■ **TEXTE FOURNI**:
-=-=-=-=-
Exploitation du Spiritisme
L'Amérique du Nord revendique à juste titre d'honneur
d'avoir la première, dans ces derniers temps, révélé les manifestations
d'outre-tombe ; pourquoi faut-il qu'elle ait aussi la première donné
l'exemple du trafic, et que chez ce peuple, si avancé à tant d'égards, et si
digne de nos sympathies, l'instinct mercantile ne se soit pas arrêté au seuil
de la vie éternelle ? Qu'on lise ses journaux, et l'on y verra à chaque
page des annonces comme celles-ci :
« Mistress S. E. Royers, somnambule, médium
médecin, guérit psychologiquement par sympathie. Traitement ordinaire si c'est
nécessaire. - Description de la figure, de la moralité et de l'Esprit des
personnes. De dix heures à midi ; de deux à cinq ; de sept à dix du
soir ; les vendredis, samedis et dimanches exceptés, si ce n'est par
abonnement. Prix : 1 dollar l'heure (5 fr. 42 c.). »
Nous pensons que la sympathie de ce médium pour ses
malades doit être en raison directe du nombre de dollars qu'on lui paie. Nous
croyons superflu de donner les adresses.
« Mistress E. C. Morris, médium écrivain ;
de dix heures à midi ; de deux à quatre ; de sept à neuf du
soir. »
« J. B. Conklin, médium ; reçoit les
visiteurs tous les jours et tous les soirs dans ses salons. Se rend à
domicile. »
« A. C. Styles, médium lucide, garantit le
diagnostic exact de la maladie de la personne présente, sous perte des
honoraires. Règles qui sont strictement observées : Pour un examen lucide
et les prescriptions, quand la personne est présente, 2 dol. ; pour
descriptions psychonométriques des caractères, 3 dol. Ne pas oublier que les
consultations sont payées d'avance. »
« Aux amateurs du Spiritualisme. Mistress Beck,
médium crisiaque, parlant, épelant, frappant et grattant. Les véritables
observateurs peuvent la consulter de 9 heures du matin à 10 heures du soir,
dans sa maison. Un médium frappeur très puissant est associé à mistress
Beck. »
Croit-on que ce commerce ne soit le fait que d'obscurs
et ignorants spéculateurs ? Voici qui prouve le contraire :
« Le docteur G. A. Redman, médium éprouvé, est de
retour dans la ville de New-York ; on le trouve à son domicile où il
reçoit comme autrefois. »
Le trafic du Spiritualisme s'est étendu jusqu'aux
objets usuels ; c'est ainsi que nous avons lu dans le Spiritual Telegraph,
de New-York, l'annonce de « Allumettes Spirituelles ; nouvelle
invention sans frottoirs et sans odeur. »
Ce qui est plus honorable pour le pays que ces
annonces, c'est l'article ci-après que nous trouvons dans le Weekly American,
de Baltimore, du 5 février 1859.
« Statistique du Spiritualisme. Le Spiritual
Register, de 1859, estime le nombre des Spiritualistes dans les États-Unis à
1,284,000. Dans le Maryland il y en a 8,000. Le nombre total dans le monde est
évalué à 1,900,000. Le Register compte 1,000 orateurs spiritualistes, 40,000
médiums tant publics que privés ; 500 livres et brochures, 6 journaux
hebdomadaires, 4 mensuels et 3 semi-menstiels consacrés à cette cause. »
-=-=-=-=-
■ **DONNÉES FOURNIES**:
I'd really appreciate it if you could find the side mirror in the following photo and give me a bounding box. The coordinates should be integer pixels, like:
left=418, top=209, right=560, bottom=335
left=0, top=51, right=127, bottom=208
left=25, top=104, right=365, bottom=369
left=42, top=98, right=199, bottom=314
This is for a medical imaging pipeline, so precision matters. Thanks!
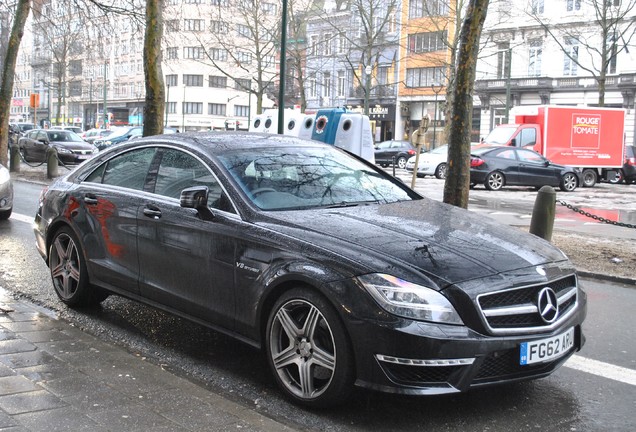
left=179, top=186, right=212, bottom=220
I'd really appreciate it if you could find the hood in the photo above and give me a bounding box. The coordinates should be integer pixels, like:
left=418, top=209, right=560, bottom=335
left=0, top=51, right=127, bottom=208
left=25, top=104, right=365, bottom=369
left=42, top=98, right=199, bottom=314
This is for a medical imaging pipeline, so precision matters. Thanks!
left=258, top=198, right=567, bottom=286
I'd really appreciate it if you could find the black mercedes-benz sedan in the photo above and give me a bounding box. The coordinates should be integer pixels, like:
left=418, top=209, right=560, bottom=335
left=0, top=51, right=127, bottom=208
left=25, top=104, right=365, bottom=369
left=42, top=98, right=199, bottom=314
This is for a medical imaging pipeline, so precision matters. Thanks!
left=35, top=132, right=586, bottom=406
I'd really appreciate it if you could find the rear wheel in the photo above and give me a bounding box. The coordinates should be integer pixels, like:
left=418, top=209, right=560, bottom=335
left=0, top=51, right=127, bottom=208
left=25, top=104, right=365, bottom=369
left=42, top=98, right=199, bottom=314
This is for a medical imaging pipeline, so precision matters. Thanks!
left=484, top=171, right=506, bottom=190
left=559, top=173, right=579, bottom=192
left=609, top=169, right=623, bottom=184
left=582, top=168, right=598, bottom=187
left=266, top=288, right=353, bottom=407
left=435, top=164, right=446, bottom=179
left=49, top=227, right=108, bottom=307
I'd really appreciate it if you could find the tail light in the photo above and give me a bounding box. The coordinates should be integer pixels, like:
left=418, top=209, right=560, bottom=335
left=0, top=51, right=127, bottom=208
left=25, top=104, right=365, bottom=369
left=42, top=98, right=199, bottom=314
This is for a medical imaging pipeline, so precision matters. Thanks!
left=470, top=158, right=486, bottom=168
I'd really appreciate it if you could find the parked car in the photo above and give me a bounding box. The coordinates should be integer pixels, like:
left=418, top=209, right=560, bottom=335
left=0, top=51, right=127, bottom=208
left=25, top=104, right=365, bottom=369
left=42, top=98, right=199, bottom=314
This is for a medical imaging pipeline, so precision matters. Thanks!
left=0, top=164, right=13, bottom=220
left=50, top=126, right=82, bottom=135
left=93, top=126, right=176, bottom=150
left=610, top=146, right=636, bottom=184
left=406, top=145, right=448, bottom=179
left=470, top=146, right=582, bottom=192
left=80, top=129, right=114, bottom=143
left=18, top=129, right=98, bottom=164
left=34, top=132, right=586, bottom=406
left=375, top=140, right=416, bottom=169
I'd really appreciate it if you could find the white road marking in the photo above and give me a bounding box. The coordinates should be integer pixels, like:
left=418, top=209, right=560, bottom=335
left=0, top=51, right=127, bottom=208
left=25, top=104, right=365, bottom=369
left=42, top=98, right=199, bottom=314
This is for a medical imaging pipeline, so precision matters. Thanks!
left=564, top=355, right=636, bottom=385
left=11, top=213, right=34, bottom=224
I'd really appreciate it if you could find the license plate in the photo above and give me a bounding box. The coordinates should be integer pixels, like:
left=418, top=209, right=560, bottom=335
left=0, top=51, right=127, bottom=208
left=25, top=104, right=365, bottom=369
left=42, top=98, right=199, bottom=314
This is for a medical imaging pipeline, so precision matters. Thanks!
left=519, top=327, right=574, bottom=365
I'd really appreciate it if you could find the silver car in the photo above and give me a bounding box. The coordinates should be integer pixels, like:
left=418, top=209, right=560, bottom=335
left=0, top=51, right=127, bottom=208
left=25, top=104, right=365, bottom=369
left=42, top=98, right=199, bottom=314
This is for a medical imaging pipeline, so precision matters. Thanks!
left=0, top=165, right=13, bottom=220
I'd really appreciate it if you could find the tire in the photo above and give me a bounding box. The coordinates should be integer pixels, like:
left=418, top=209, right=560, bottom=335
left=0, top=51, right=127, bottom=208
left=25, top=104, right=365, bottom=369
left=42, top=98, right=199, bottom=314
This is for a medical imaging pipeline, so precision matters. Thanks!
left=609, top=169, right=624, bottom=184
left=559, top=173, right=579, bottom=192
left=435, top=164, right=447, bottom=180
left=582, top=169, right=598, bottom=187
left=48, top=227, right=108, bottom=307
left=484, top=171, right=506, bottom=191
left=265, top=288, right=354, bottom=407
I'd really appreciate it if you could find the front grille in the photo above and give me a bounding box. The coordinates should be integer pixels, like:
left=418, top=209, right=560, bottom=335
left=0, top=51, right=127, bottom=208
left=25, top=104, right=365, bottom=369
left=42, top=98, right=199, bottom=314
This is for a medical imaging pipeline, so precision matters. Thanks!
left=380, top=362, right=465, bottom=387
left=475, top=349, right=562, bottom=383
left=477, top=276, right=578, bottom=334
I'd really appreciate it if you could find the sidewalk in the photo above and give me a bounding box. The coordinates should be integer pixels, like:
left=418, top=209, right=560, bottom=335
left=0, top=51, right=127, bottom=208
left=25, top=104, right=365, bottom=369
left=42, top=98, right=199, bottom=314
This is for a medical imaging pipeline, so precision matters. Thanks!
left=0, top=288, right=293, bottom=432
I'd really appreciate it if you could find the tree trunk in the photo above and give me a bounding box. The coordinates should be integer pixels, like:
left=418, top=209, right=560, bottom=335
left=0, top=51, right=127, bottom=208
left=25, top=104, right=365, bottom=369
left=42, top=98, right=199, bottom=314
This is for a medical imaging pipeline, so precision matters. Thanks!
left=143, top=0, right=166, bottom=136
left=0, top=0, right=31, bottom=166
left=444, top=0, right=489, bottom=208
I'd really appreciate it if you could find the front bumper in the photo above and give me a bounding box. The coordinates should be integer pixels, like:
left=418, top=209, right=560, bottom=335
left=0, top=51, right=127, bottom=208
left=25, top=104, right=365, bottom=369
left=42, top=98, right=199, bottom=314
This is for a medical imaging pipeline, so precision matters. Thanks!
left=332, top=272, right=587, bottom=395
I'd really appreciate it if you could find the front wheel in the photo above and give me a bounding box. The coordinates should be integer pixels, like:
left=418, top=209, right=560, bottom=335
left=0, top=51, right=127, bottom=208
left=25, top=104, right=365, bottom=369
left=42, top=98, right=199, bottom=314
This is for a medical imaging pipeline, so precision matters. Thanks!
left=435, top=164, right=446, bottom=180
left=266, top=288, right=353, bottom=407
left=559, top=173, right=579, bottom=192
left=484, top=171, right=506, bottom=191
left=49, top=227, right=108, bottom=307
-=-=-=-=-
■ **CONSIGNE**: Renvoyez tel quel, dans le texte sur l'exploitation du spiritisme, tout ce qui va de « Croit-on que ce » jusqu'à « 5 février 1859. ».

■ **RÉPONSE ATTENDUE**:
Croit-on que ce commerce ne soit le fait que d'obscurs
et ignorants spéculateurs ? Voici qui prouve le contraire :
« Le docteur G. A. Redman, médium éprouvé, est de
retour dans la ville de New-York ; on le trouve à son domicile où il
reçoit comme autrefois. »
Le trafic du Spiritualisme s'est étendu jusqu'aux
objets usuels ; c'est ainsi que nous avons lu dans le Spiritual Telegraph,
de New-York, l'annonce de « Allumettes Spirituelles ; nouvelle
invention sans frottoirs et sans odeur. »
Ce qui est plus honorable pour le pays que ces
annonces, c'est l'article ci-après que nous trouvons dans le Weekly American,
de Baltimore, du 5 février 1859.